Page excerpt:
* BEGIN *

Re: [PATCH] ext4: Fix i_disksize exceeding i_size problem in paritally written case

From: Jan Kara
Date: Fri Mar 17 2023 - 08:45:20 EST


On Fri 17-03-23 09:35:53, Zhihao Cheng wrote:
> Following process makes i_disksize exceed i_size:
>
> generic_perform_write
> copied = iov_iter_copy_from_user_atomic(len) // copied < len
> ext4_da_write_end
> | ext4_update_i_disksize
> | new_i_size = pos + copied;
> | WRITE_ONCE(EXT4_I(inode)->i_disksize, newsize) // update i_disksize
> | generic_write_end
> | copied = block_write_end(copied, len) // copied = 0
> | if (unlikely(copied < len))
> | if (!PageUptodate(page))
> | copied = 0;
> | if (pos + copied > inode->i_size) // return false
> if (unlikely(copied == 0))
> goto again;
> if (unlikely(iov_iter_fault_in_readable(i, bytes))) {
> status = -EFAULT;
> break;
> }
>
> We get i_disksize greater than i_size here, which could trigger WARNING
> check 'i_size_read(inode) < EXT4_I(inode)->i_disksize' while doing dio:
>
> ext4_dio_write_iter
> iomap_dio_rw
> __iomap_dio_rw // return err, length is not aligned to 512
> ext4_handle_inode_extension
> WARN_ON_ONCE(i_size_read(inode) < EXT4_I(inode)->i_disksize) // Oops
>
> WARNING: CPU: 2 PID: 2609 at fs/ext4/file.c:319
> CPU: 2 PID: 2609 Comm: aa Not tainted 6.3.0-rc2
> RIP: 0010:ext4_file_write_iter+0xbc7
> Call Trace:
> vfs_write+0x3b1
> ksys_write+0x77
> do_syscall_64+0x39
>
> Fix it by putting block_write_end() before i_disksize updating just
> like ext4_write_end() does.

* END *

Record set:
* BEGIN *

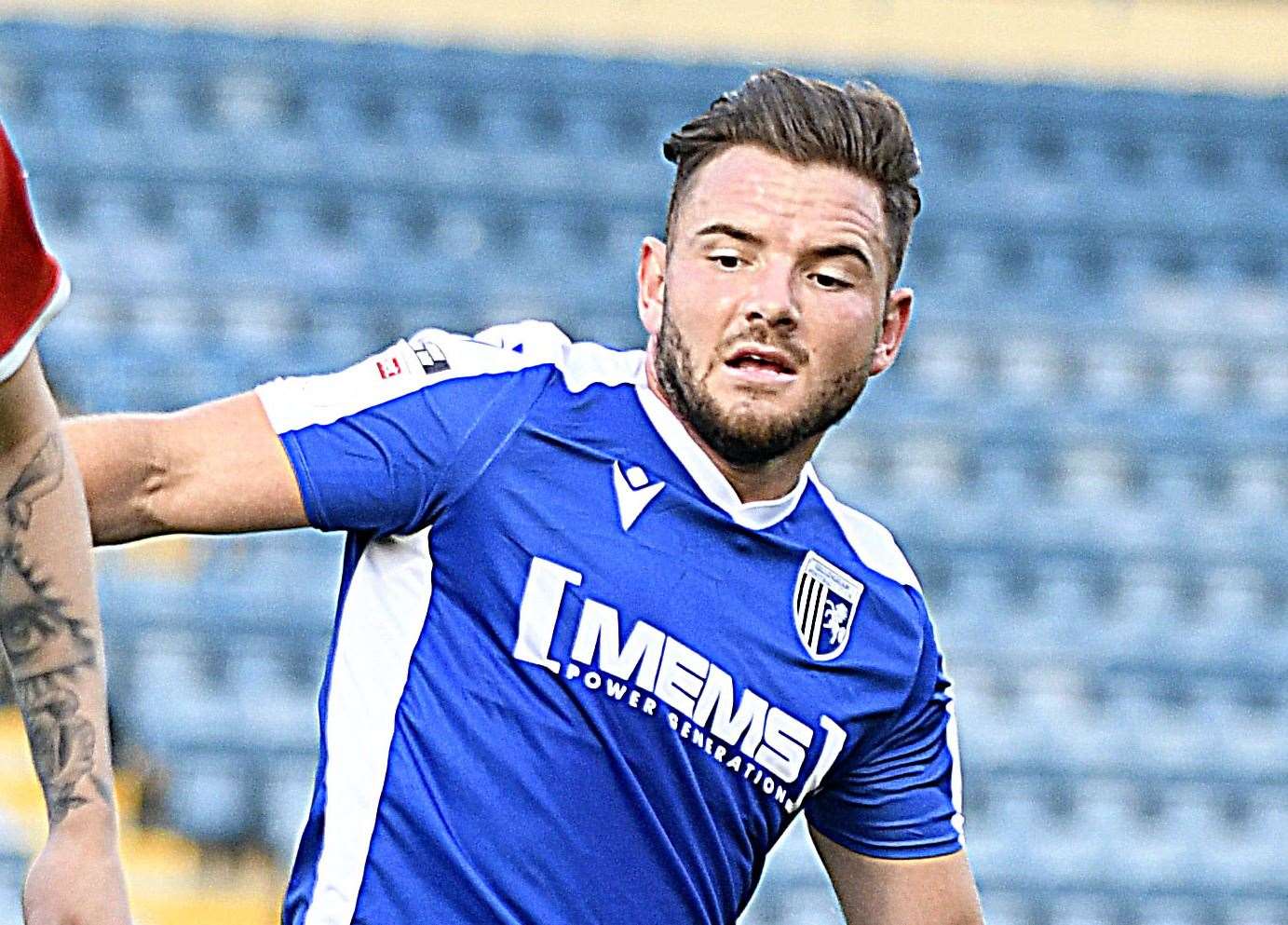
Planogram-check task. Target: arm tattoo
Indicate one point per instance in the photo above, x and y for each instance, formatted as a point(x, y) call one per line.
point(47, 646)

* END *
* BEGIN *

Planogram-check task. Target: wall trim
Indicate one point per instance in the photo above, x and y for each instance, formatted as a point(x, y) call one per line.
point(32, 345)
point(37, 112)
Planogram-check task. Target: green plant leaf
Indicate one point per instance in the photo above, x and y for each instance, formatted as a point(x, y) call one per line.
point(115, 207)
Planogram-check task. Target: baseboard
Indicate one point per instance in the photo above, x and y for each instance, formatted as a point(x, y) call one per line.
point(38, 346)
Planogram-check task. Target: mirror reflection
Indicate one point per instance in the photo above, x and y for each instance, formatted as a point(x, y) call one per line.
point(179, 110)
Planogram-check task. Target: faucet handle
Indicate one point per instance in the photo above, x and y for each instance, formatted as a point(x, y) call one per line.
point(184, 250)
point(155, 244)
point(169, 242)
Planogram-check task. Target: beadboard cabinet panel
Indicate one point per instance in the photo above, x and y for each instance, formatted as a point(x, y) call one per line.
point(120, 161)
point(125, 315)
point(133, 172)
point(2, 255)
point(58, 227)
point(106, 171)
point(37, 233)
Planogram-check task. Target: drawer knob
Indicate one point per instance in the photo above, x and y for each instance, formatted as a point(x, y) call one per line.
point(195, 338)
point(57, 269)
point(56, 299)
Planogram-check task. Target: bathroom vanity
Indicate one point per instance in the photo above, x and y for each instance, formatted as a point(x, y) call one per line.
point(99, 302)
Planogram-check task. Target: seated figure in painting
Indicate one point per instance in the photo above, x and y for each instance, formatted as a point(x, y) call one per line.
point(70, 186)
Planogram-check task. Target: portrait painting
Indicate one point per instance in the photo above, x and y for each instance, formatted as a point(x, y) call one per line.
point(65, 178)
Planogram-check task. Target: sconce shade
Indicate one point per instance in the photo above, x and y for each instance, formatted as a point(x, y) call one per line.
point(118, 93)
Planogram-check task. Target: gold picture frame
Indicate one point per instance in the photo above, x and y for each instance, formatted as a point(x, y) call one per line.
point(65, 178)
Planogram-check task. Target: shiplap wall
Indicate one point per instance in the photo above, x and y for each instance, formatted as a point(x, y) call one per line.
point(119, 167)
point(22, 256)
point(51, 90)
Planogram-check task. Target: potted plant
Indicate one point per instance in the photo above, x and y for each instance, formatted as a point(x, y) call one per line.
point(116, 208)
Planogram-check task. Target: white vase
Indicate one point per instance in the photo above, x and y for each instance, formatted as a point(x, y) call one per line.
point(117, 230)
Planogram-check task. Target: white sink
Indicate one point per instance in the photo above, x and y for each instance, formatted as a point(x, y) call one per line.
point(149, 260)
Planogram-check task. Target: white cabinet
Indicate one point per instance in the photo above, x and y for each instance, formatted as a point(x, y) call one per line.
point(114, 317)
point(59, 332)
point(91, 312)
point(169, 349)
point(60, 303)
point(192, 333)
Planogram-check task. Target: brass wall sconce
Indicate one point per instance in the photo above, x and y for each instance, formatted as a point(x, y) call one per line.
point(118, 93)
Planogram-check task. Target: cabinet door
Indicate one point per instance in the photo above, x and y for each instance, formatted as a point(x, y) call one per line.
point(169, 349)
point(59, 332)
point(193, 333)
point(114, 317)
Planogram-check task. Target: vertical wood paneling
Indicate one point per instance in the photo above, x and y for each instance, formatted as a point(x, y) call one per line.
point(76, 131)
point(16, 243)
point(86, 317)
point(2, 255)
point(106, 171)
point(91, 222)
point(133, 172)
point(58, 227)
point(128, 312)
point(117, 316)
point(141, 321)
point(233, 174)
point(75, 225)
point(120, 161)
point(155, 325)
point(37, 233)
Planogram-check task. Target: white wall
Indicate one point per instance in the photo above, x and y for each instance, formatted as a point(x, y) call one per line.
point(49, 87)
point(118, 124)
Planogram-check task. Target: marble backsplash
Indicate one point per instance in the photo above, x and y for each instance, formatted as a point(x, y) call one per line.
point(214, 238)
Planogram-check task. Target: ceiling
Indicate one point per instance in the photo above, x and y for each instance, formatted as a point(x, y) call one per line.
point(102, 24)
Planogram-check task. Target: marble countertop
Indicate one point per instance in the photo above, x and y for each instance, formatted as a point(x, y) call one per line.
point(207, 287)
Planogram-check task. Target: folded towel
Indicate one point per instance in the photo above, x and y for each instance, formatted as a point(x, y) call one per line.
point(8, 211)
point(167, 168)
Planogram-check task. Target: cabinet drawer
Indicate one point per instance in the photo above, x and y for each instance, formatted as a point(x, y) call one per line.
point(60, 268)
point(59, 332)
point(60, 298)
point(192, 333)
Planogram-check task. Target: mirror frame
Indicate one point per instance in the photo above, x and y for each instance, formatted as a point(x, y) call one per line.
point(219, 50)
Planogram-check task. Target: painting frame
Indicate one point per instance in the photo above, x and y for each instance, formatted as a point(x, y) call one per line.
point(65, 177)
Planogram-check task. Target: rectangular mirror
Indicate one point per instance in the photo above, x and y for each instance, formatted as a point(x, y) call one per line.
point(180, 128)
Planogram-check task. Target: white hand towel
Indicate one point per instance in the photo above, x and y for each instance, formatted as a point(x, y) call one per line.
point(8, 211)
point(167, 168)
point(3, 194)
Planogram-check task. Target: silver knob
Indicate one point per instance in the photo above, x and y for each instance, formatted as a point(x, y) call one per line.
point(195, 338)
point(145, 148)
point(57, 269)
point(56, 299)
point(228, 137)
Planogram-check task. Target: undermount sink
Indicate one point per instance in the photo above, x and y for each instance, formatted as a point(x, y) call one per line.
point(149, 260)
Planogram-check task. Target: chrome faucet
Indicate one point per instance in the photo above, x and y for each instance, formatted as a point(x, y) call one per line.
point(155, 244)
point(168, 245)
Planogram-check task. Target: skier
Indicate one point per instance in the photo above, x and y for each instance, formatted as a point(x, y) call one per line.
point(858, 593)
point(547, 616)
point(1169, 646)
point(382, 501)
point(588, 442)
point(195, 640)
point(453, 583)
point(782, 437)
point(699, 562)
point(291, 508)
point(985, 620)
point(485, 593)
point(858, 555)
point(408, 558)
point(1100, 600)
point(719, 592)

* END *

Work to complete:
[1] From the ext4 patch email, extract the part that opens with the words containing "On Fri 17-03-23" and closes with "(unlikely(copied < len))".
[2] How would you restate, more briefly, the paragraph of the ext4 patch email that begins "We get i_disksize greater than i_size here" while keeping its main facts?
[3] Does each statement agree with the ext4 patch email? Answer yes or no and quote the deciding words. (a) The warning was raised on CPU 2. (b) The kernel version shown is 6.2. (c) The fix places block_write_end() after the i_disksize update.

Solutions to the tasks:
[1]
On Fri 17-03-23 09:35:53, Zhihao Cheng wrote:
> Following process makes i_disksize exceed i_size:
>
> generic_perform_write
> copied = iov_iter_copy_from_user_atomic(len) // copied < len
> ext4_da_write_end
> | ext4_update_i_disksize
> | new_i_size = pos + copied;
> | WRITE_ONCE(EXT4_I(inode)->i_disksize, newsize) // update i_disksize
> | generic_write_end
> | copied = block_write_end(copied, len) // copied = 0
> | if (unlikely(copied < len))

[2] This leaves i_disksize larger than i_size. During dio, that can trigger the WARNING check 'i_size_read(inode) < EXT4_I(inode)->i_disksize'.

[3]
(a) Yes: "WARNING: CPU: 2 PID: 2609 at fs/ext4/file.c:319"
(b) No: "Not tainted 6.3.0-rc2"
(c) No: "Fix it by putting block_write_end() before i_disksize updating"